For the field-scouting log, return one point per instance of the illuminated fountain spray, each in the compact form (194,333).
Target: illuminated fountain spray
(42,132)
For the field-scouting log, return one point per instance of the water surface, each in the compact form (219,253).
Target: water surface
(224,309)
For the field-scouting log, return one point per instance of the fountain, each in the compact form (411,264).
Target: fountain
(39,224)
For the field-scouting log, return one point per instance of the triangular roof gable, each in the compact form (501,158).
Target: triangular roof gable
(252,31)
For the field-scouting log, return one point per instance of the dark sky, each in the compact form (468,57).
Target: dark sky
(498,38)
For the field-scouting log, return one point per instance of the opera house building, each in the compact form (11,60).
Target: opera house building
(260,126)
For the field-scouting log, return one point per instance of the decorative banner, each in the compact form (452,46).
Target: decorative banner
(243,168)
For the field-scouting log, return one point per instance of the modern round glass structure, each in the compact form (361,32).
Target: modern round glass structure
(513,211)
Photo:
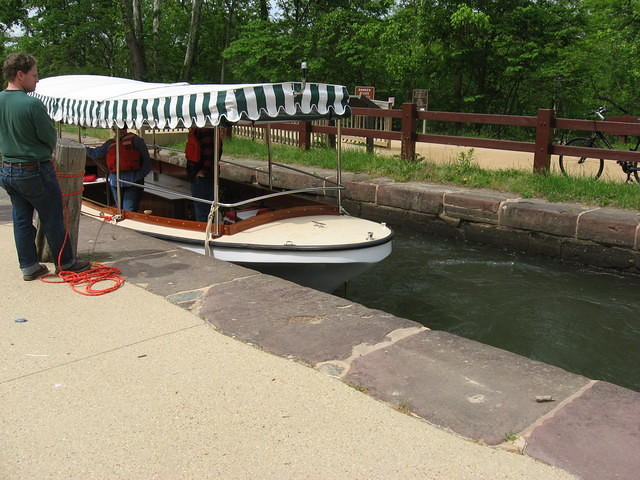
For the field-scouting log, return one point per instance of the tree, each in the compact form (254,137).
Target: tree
(194,31)
(132,18)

_ _ _ _ _ _ _

** AIM OF THE TASK **
Render every line of the entries above as a JSON array of strings, one string per line, omitting blank lines and excluding the pictures.

** WORKED SOLUTION **
[
  "For the field-scouting log, return one point per instance of the illuminated fountain spray, each in the compact form (194,333).",
  "Target: illuminated fountain spray",
  "(42,132)",
  "For the field-scouting log, return one point per instance of the water surface, each in the compact form (219,253).",
  "Target: water surface",
  "(224,309)",
  "For the field-scouting log, return one point per instance of the fountain, each in the compact form (411,264).",
  "Target: fountain",
  "(39,224)",
  "For the field-scouting log, return one point per instance of the triangular roof gable, each in the compact form (501,158).",
  "Target: triangular roof gable",
  "(252,31)",
  "For the field-scouting log, return one point per instance of the dark sky, each in the compact form (468,57).",
  "Target: dark sky",
  "(498,38)",
  "For the field-scouting log, return one point per instance of the opera house building, each in the compact form (11,60).",
  "Target: opera house building",
  "(260,126)",
  "For the field-scouting log, return one point per instance of the decorative banner, each in the compact form (452,46).",
  "Target: decorative banner",
  "(243,168)",
  "For the field-scouting log, return one point per instance of the modern round glass structure, each in the compact form (361,32).",
  "Target: modern round glass structure",
  "(513,211)",
  "Photo:",
  "For the field-scouting log, return one point per instance of the tree, each in the compact form (254,137).",
  "Target: tree",
  "(194,31)",
  "(132,18)"
]